▶ Exercise brief
Could you rewrite all the entries below, swapping every "rough mask" for "coarse mask", keeping everything else unchanged, and leaving out the pictures?

▶ Records for this task

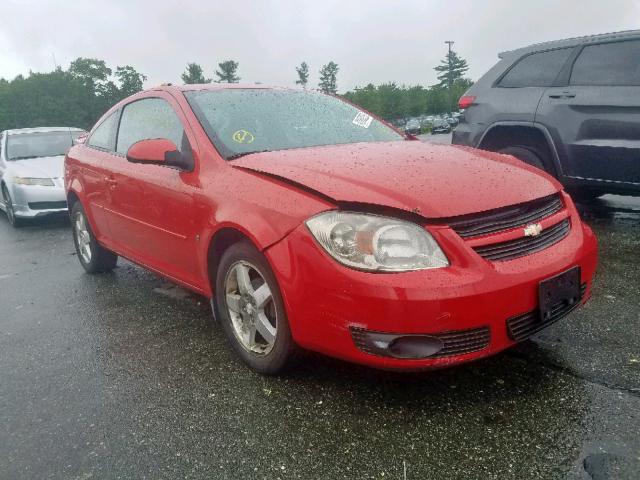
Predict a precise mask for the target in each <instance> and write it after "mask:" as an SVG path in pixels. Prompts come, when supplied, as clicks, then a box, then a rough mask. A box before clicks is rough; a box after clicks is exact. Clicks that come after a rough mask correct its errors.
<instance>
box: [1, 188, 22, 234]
mask: <svg viewBox="0 0 640 480" xmlns="http://www.w3.org/2000/svg"><path fill="white" fill-rule="evenodd" d="M2 199H3V202H4V211H5V213H6V214H7V220H9V223H10V224H11V226H12V227H14V228H18V227H20V226H21V225H22V220H21V219H20V218H17V217H16V214H15V212H14V211H13V201H12V200H11V195H9V190H7V187H6V186H4V185H3V186H2Z"/></svg>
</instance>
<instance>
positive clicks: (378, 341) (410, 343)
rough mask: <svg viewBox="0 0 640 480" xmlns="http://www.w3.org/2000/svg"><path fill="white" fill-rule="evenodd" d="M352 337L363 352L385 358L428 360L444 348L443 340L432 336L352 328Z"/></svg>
mask: <svg viewBox="0 0 640 480" xmlns="http://www.w3.org/2000/svg"><path fill="white" fill-rule="evenodd" d="M351 336H352V338H353V341H354V343H355V344H356V346H357V347H358V348H359V349H360V350H362V351H363V352H367V353H371V354H373V355H380V356H384V357H394V358H403V359H419V358H428V357H430V356H432V355H435V354H436V353H438V352H439V351H440V350H442V348H443V347H444V345H443V343H442V340H440V339H439V338H438V337H434V336H431V335H403V334H393V333H381V332H372V331H369V330H363V329H361V328H352V329H351Z"/></svg>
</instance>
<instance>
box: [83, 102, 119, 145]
mask: <svg viewBox="0 0 640 480" xmlns="http://www.w3.org/2000/svg"><path fill="white" fill-rule="evenodd" d="M117 122H118V112H117V111H116V112H113V113H112V114H111V115H109V116H108V117H107V118H105V119H104V121H103V122H102V123H101V124H100V125H99V126H98V128H96V129H95V131H94V132H93V133H92V134H91V137H89V140H88V141H87V145H89V146H90V147H96V148H100V149H102V150H113V139H114V137H115V133H116V126H117Z"/></svg>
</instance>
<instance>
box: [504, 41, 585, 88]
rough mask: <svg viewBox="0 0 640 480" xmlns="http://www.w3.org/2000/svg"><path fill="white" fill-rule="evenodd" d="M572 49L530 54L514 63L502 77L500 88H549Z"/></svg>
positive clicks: (547, 51)
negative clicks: (522, 87) (530, 54)
mask: <svg viewBox="0 0 640 480" xmlns="http://www.w3.org/2000/svg"><path fill="white" fill-rule="evenodd" d="M572 50H573V49H572V48H560V49H557V50H549V51H546V52H538V53H532V54H531V55H527V56H526V57H524V58H522V59H521V60H520V61H519V62H518V63H516V64H515V65H514V66H513V67H512V68H511V70H509V71H508V72H507V74H506V75H505V76H504V77H502V79H501V80H500V83H499V84H498V85H499V86H500V87H507V88H517V87H550V86H552V85H553V82H554V80H555V79H556V77H557V76H558V74H559V73H560V69H561V68H562V67H563V66H564V64H565V62H566V61H567V59H568V58H569V55H571V51H572Z"/></svg>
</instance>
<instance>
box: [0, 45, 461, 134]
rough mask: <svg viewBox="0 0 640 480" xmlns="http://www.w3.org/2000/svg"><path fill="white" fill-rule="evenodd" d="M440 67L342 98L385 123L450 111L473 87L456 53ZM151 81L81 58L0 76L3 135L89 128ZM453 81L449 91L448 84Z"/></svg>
mask: <svg viewBox="0 0 640 480" xmlns="http://www.w3.org/2000/svg"><path fill="white" fill-rule="evenodd" d="M452 54H453V57H452V58H449V57H447V58H446V59H445V60H443V61H442V63H441V65H439V66H437V67H435V69H436V71H438V72H439V75H438V79H439V80H440V83H439V84H438V85H434V86H432V87H423V86H420V85H416V86H404V85H402V86H399V85H397V84H396V83H383V84H381V85H377V86H375V85H372V84H369V85H366V86H365V87H356V88H355V89H354V90H351V91H348V92H346V93H344V94H343V96H344V97H345V98H346V99H347V100H349V101H351V102H353V103H355V104H357V105H360V106H361V107H362V108H364V109H366V110H369V111H371V112H373V113H375V114H376V115H378V116H380V117H382V118H385V119H387V120H395V119H401V118H407V117H412V116H419V115H423V114H431V113H443V112H448V111H450V110H451V109H453V108H454V105H455V102H456V101H457V99H458V97H460V95H462V94H463V93H464V91H465V90H466V89H467V88H469V86H470V85H471V81H470V80H468V79H465V78H464V74H465V73H466V71H467V69H468V66H467V64H466V61H464V60H463V59H461V58H459V57H458V56H457V55H456V53H455V52H452ZM238 68H239V63H238V62H236V61H234V60H225V61H223V62H221V63H219V64H218V68H217V69H216V70H215V71H214V74H215V76H216V79H215V80H213V79H211V78H207V76H205V73H204V70H203V68H202V67H201V66H200V65H199V64H197V63H188V64H187V66H186V69H185V71H184V72H183V73H182V74H181V79H182V81H183V82H184V83H186V84H193V83H210V82H212V81H215V82H220V83H237V82H239V81H240V76H239V74H238ZM339 71H340V67H339V65H338V64H337V63H335V62H333V61H330V62H328V63H327V64H325V65H323V66H322V67H321V68H320V70H319V82H318V88H319V89H320V90H321V91H323V92H326V93H331V94H337V91H338V81H337V77H338V73H339ZM295 72H296V76H297V78H295V83H296V84H297V85H300V86H301V87H302V88H307V87H308V86H309V65H308V64H307V63H306V62H302V63H301V64H300V65H299V66H297V67H295ZM146 79H147V77H146V76H145V75H144V74H143V73H140V72H138V71H137V70H136V69H135V68H134V67H132V66H130V65H124V66H116V67H115V69H112V68H111V67H109V66H108V65H107V64H106V63H105V61H104V60H99V59H95V58H82V57H81V58H77V59H76V60H74V61H73V62H71V64H70V65H69V68H68V69H66V70H64V69H62V68H61V67H58V68H56V69H55V70H54V71H52V72H46V73H35V72H30V73H29V75H28V76H23V75H18V76H17V77H15V78H14V79H13V80H6V79H4V78H0V131H1V130H5V129H9V128H23V127H36V126H74V127H80V128H84V129H89V128H91V127H92V126H93V124H94V123H95V122H96V121H97V120H98V118H100V116H102V114H103V113H104V112H105V111H107V110H108V109H109V108H110V107H111V106H112V105H113V104H115V103H117V102H119V101H120V100H122V99H124V98H126V97H128V96H129V95H132V94H134V93H136V92H139V91H140V90H142V89H143V84H144V82H145V80H146ZM449 82H451V87H450V88H449V86H448V84H449Z"/></svg>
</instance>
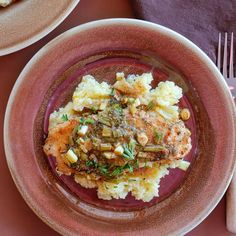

▶ Solved exercise
Predict a precise mask for the target in each <instance> and write it after "mask:" as an SVG path in pixels. Prompts come, when supplied, as clicks, then a box, then a coarse mask. A box before clicks is rough; a box after clicks is exact. Clicks that come after a coarse mask correct its errors.
<instance>
box: [1, 188, 22, 234]
mask: <svg viewBox="0 0 640 480" xmlns="http://www.w3.org/2000/svg"><path fill="white" fill-rule="evenodd" d="M2 199H3V202H4V211H5V213H6V214H7V220H9V223H10V224H11V226H12V227H14V228H18V227H20V226H21V225H22V220H21V219H20V218H17V217H16V214H15V212H14V211H13V201H12V200H11V195H9V190H7V187H6V186H4V185H3V186H2Z"/></svg>
</instance>
<instance>
positive clicks: (378, 341) (410, 343)
coarse mask: <svg viewBox="0 0 640 480" xmlns="http://www.w3.org/2000/svg"><path fill="white" fill-rule="evenodd" d="M352 337L363 352L385 358L428 360L444 348L443 340L432 336L352 328Z"/></svg>
mask: <svg viewBox="0 0 640 480" xmlns="http://www.w3.org/2000/svg"><path fill="white" fill-rule="evenodd" d="M351 336H352V338H353V341H354V343H355V344H356V346H357V347H358V348H359V349H360V350H362V351H363V352H367V353H371V354H373V355H380V356H384V357H394V358H403V359H419V358H428V357H430V356H432V355H435V354H436V353H438V352H439V351H440V350H442V348H443V347H444V345H443V343H442V340H440V339H439V338H438V337H434V336H431V335H403V334H393V333H381V332H372V331H369V330H363V329H361V328H352V329H351Z"/></svg>
</instance>
<instance>
box: [83, 102, 119, 145]
mask: <svg viewBox="0 0 640 480" xmlns="http://www.w3.org/2000/svg"><path fill="white" fill-rule="evenodd" d="M117 122H118V112H117V111H116V112H113V113H112V114H111V115H109V116H108V117H107V118H105V119H104V121H103V122H102V123H101V124H100V125H99V126H98V128H96V129H95V131H94V132H93V133H92V134H91V137H89V140H88V141H87V145H89V146H90V147H96V148H100V149H102V150H113V139H114V137H115V133H116V126H117Z"/></svg>
</instance>
<instance>
box: [504, 41, 585, 88]
coarse mask: <svg viewBox="0 0 640 480" xmlns="http://www.w3.org/2000/svg"><path fill="white" fill-rule="evenodd" d="M572 49L530 54L514 63L502 77L500 88H549Z"/></svg>
positive clicks: (547, 51)
negative clicks: (522, 87) (530, 54)
mask: <svg viewBox="0 0 640 480" xmlns="http://www.w3.org/2000/svg"><path fill="white" fill-rule="evenodd" d="M572 50H573V49H572V48H560V49H557V50H549V51H546V52H538V53H532V54H531V55H527V56H526V57H524V58H522V59H521V60H520V61H519V62H518V63H516V64H515V65H514V66H513V67H512V68H511V70H509V71H508V72H507V74H506V75H505V76H504V77H502V79H501V80H500V83H499V84H498V85H499V86H500V87H507V88H517V87H550V86H552V85H553V82H554V80H555V79H556V77H557V76H558V74H559V73H560V69H561V68H562V67H563V66H564V64H565V62H566V61H567V59H568V58H569V55H571V51H572Z"/></svg>
</instance>
<instance>
box: [0, 45, 461, 134]
coarse mask: <svg viewBox="0 0 640 480" xmlns="http://www.w3.org/2000/svg"><path fill="white" fill-rule="evenodd" d="M440 67L342 98L385 123L450 111L473 87L456 53ZM151 81L81 58L0 76L3 135L89 128ZM453 81L449 91L448 84Z"/></svg>
mask: <svg viewBox="0 0 640 480" xmlns="http://www.w3.org/2000/svg"><path fill="white" fill-rule="evenodd" d="M452 54H453V57H452V58H449V57H447V58H446V59H445V60H443V61H442V63H441V65H439V66H437V67H435V69H436V71H438V72H439V75H438V79H439V80H440V83H439V84H438V85H434V86H432V87H423V86H420V85H416V86H404V85H402V86H399V85H397V84H396V83H383V84H381V85H377V86H375V85H372V84H369V85H366V86H365V87H356V88H355V89H354V90H351V91H348V92H346V93H344V94H343V96H344V97H345V98H346V99H347V100H349V101H351V102H353V103H355V104H357V105H360V106H361V107H362V108H364V109H366V110H369V111H371V112H373V113H375V114H376V115H378V116H380V117H382V118H385V119H387V120H395V119H401V118H407V117H412V116H419V115H423V114H431V113H443V112H448V111H450V110H451V109H453V108H454V105H455V102H456V101H457V99H458V97H460V95H462V94H463V93H464V91H465V90H466V89H467V88H469V86H470V85H471V81H470V80H468V79H465V78H464V74H465V73H466V71H467V69H468V66H467V64H466V61H464V60H463V59H461V58H459V57H458V56H457V55H456V53H455V52H452ZM238 68H239V63H238V62H236V61H234V60H225V61H223V62H221V63H219V64H218V68H217V69H216V70H215V71H214V74H215V76H216V79H215V80H213V79H211V78H207V76H205V73H204V70H203V68H202V67H201V66H200V65H199V64H197V63H188V64H187V66H186V69H185V71H184V72H183V73H182V74H181V79H182V81H183V82H184V83H186V84H193V83H210V82H212V81H215V82H220V83H237V82H239V81H240V76H239V74H238ZM339 71H340V67H339V65H338V64H337V63H335V62H333V61H330V62H328V63H327V64H325V65H323V66H322V67H321V68H320V70H319V82H318V88H319V89H320V90H321V91H323V92H326V93H331V94H337V91H338V81H337V77H338V73H339ZM295 72H296V76H297V78H295V83H296V84H297V85H300V86H301V87H302V88H307V87H308V86H309V65H308V64H307V63H306V62H302V63H301V64H300V65H299V66H297V67H295ZM146 79H147V77H146V76H145V75H144V74H143V73H140V72H138V71H137V70H136V69H135V68H134V67H132V66H130V65H124V66H116V67H115V69H112V68H111V67H109V66H108V65H107V64H106V63H105V61H104V60H99V59H95V58H82V57H81V58H77V59H76V60H74V61H73V62H71V64H70V65H69V68H68V69H66V70H64V69H62V68H61V67H58V68H56V69H55V70H54V71H52V72H46V73H35V72H30V73H29V75H28V76H23V75H18V76H17V77H15V78H14V79H13V80H6V79H4V78H0V131H1V130H5V129H9V128H23V127H36V126H74V127H80V128H84V129H89V128H91V127H92V126H93V124H94V123H95V122H96V121H97V120H98V118H100V116H102V114H103V113H104V112H105V111H107V110H108V109H109V108H110V107H111V106H112V105H113V104H115V103H117V102H119V101H120V100H122V99H124V98H126V97H128V96H129V95H132V94H134V93H136V92H139V91H140V90H142V89H143V84H144V82H145V80H146ZM449 82H451V87H450V88H449V86H448V84H449Z"/></svg>
</instance>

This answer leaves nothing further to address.